**EXERCISE DIRECTIONS:**
Take the line that has "Where can you see the metal" in it and every line after it to the end of the entries, and reproduce them exactly.
----
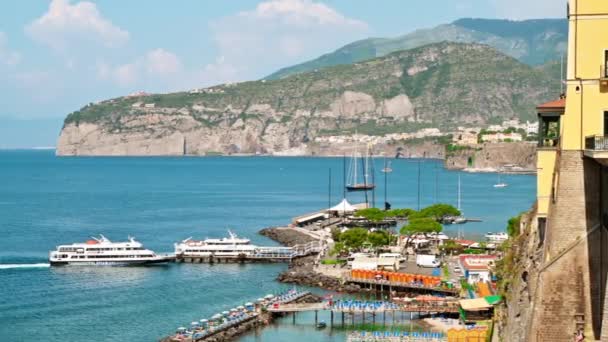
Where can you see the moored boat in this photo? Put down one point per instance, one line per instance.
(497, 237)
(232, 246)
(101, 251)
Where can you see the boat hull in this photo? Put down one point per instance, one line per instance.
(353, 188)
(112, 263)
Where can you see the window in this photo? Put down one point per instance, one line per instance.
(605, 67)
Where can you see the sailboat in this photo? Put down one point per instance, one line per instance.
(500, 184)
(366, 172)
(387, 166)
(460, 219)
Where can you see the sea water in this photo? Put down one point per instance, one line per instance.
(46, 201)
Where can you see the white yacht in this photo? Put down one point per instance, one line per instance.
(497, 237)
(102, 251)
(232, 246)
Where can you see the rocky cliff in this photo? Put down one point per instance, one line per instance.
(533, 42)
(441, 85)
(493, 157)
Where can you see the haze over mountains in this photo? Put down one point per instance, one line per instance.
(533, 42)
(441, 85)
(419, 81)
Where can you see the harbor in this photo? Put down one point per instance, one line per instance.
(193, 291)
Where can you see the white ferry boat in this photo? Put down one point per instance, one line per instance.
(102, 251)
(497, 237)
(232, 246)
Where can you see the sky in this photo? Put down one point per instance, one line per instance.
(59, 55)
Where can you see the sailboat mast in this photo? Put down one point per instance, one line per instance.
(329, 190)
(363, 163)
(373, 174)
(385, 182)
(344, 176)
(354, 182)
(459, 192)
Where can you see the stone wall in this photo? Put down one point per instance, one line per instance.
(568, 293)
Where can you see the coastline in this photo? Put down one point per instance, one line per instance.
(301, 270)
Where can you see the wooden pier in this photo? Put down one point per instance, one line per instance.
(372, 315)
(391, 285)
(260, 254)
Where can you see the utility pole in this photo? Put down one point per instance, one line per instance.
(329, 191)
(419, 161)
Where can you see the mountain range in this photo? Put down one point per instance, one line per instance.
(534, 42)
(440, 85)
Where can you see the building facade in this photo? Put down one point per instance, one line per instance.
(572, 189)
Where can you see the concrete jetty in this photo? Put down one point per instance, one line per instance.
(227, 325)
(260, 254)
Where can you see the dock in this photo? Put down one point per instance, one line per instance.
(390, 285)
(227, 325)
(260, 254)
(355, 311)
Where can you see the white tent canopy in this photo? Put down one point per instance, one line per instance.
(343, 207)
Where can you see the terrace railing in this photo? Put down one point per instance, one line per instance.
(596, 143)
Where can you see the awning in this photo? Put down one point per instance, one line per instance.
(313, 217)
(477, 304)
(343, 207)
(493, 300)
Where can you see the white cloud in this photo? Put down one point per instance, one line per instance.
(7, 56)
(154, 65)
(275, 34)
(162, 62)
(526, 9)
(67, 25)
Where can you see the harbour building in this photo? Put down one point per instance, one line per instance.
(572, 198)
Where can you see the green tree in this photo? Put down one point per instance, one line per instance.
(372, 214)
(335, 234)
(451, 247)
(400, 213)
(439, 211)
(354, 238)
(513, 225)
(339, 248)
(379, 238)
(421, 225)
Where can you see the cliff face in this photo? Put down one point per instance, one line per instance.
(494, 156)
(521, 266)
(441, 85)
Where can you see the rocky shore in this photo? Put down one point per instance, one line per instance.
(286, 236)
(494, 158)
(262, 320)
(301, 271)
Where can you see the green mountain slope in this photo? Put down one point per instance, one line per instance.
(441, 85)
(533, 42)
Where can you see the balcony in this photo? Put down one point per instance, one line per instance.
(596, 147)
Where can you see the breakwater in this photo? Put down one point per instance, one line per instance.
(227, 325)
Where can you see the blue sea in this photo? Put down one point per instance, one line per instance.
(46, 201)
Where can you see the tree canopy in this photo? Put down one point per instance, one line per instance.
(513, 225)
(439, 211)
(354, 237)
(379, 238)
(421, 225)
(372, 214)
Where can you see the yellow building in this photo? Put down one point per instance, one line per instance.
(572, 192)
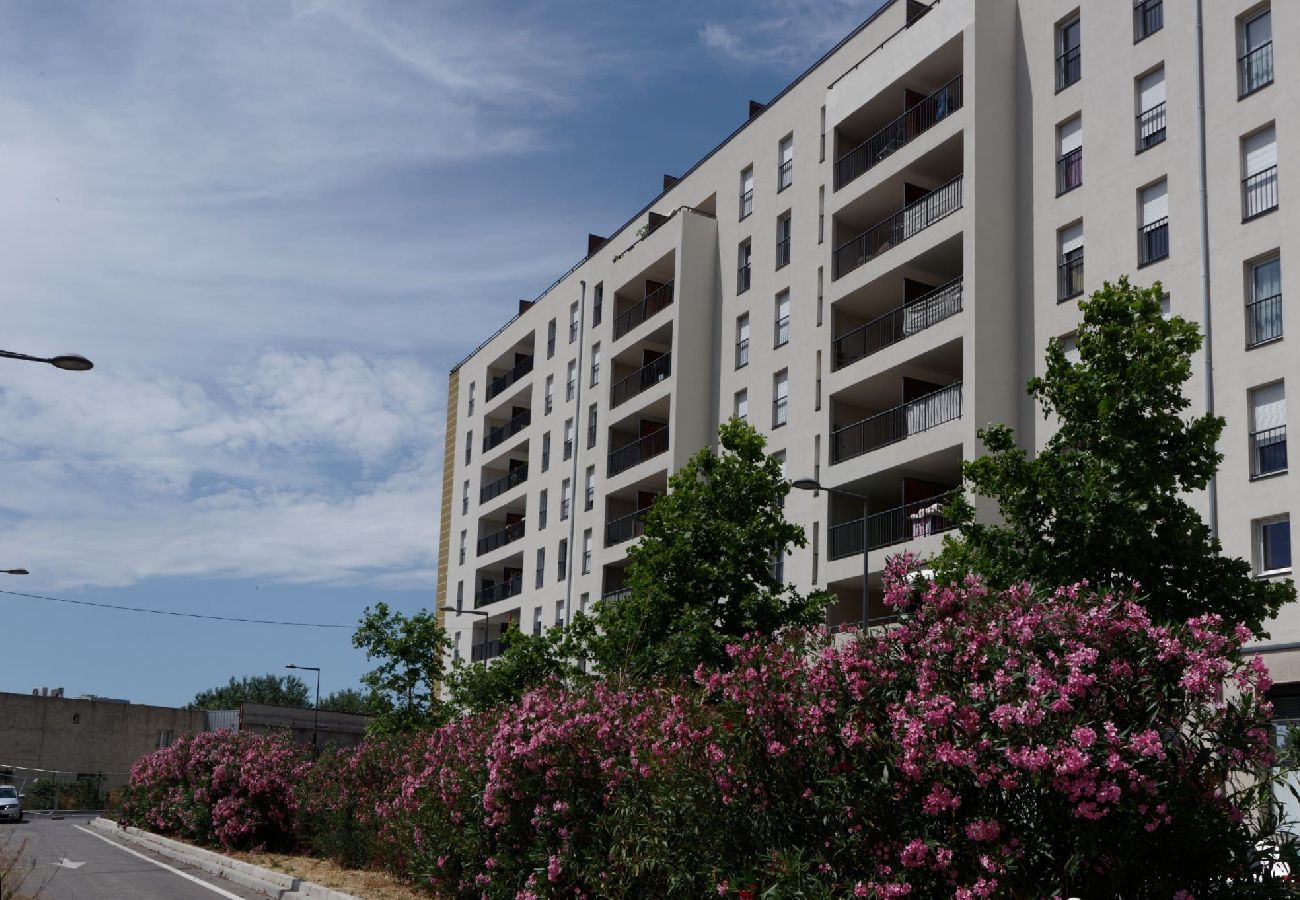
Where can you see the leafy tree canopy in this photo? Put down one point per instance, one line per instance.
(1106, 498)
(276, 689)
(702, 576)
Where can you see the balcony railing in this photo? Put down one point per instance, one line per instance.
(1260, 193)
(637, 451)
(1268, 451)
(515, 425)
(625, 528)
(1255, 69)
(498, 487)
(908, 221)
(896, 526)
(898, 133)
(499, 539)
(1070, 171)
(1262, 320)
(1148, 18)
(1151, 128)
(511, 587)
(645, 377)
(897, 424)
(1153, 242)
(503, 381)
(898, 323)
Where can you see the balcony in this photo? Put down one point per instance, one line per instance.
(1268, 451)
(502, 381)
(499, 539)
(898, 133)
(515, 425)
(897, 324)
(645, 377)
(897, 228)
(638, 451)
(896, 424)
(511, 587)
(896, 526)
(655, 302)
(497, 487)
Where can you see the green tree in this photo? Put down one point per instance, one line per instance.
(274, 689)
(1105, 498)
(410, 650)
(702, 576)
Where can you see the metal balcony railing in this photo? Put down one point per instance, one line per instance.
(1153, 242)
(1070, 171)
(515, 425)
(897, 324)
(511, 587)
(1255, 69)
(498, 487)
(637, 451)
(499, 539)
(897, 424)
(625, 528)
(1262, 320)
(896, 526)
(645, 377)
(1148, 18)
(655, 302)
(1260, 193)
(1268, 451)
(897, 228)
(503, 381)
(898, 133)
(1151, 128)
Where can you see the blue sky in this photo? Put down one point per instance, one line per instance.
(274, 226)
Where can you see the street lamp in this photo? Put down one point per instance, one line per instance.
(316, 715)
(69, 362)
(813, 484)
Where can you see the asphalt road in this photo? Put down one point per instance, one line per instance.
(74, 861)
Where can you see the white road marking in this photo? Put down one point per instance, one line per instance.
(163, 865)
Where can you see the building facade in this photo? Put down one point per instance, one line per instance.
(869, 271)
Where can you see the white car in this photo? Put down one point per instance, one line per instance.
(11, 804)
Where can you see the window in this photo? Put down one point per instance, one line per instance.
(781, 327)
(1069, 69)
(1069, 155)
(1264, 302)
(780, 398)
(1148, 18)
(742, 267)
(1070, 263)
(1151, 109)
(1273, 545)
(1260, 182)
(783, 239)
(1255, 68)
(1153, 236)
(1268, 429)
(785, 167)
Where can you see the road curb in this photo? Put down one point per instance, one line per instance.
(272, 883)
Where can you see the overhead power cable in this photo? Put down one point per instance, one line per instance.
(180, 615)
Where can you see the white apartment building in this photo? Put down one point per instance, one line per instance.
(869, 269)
----
**THE SOLUTION:**
Where can you see the metal balcony railing in this photo? Put down one point per instance, one line per instance.
(1153, 242)
(1070, 171)
(515, 425)
(897, 324)
(511, 587)
(1255, 69)
(498, 487)
(637, 451)
(499, 539)
(897, 424)
(625, 528)
(1262, 320)
(896, 526)
(645, 377)
(1148, 18)
(655, 302)
(1260, 193)
(1268, 451)
(897, 228)
(503, 381)
(898, 133)
(1151, 128)
Where can you see the blue sky in this photo? Put down one point per instance, one line per instance.
(274, 226)
Where can you see the street lamp in this photo? Put down one point per instance, one line per instance.
(316, 715)
(69, 362)
(813, 484)
Where can you see the asphalt road in this photo? Put down one point per instance, one line per instance.
(74, 861)
Where can you see the white road marking in this photo? Put down one point per instance, one line per instance.
(163, 865)
Where can you see the building facade in this photo? Put down one point per instance, one line per instance.
(869, 271)
Where can you see the white car in this photo? Put down one point per instance, one line per instance.
(11, 804)
Where can you see the window in this photo? Put down one point per instance, one line per instance.
(781, 327)
(1069, 69)
(1069, 155)
(1264, 302)
(780, 398)
(1148, 18)
(742, 267)
(1070, 263)
(1151, 109)
(1273, 545)
(1260, 182)
(783, 239)
(1255, 68)
(1153, 236)
(1268, 429)
(785, 167)
Where can you see the road curb in this photo? Put down one point per instance, one line per instance.
(272, 883)
Where can you see the overhead power cable in this photo? Put down one point per instance, one line per instance.
(180, 615)
Where can you see the white apartment building in this photo? Put down one point per instance, one line per instance.
(869, 269)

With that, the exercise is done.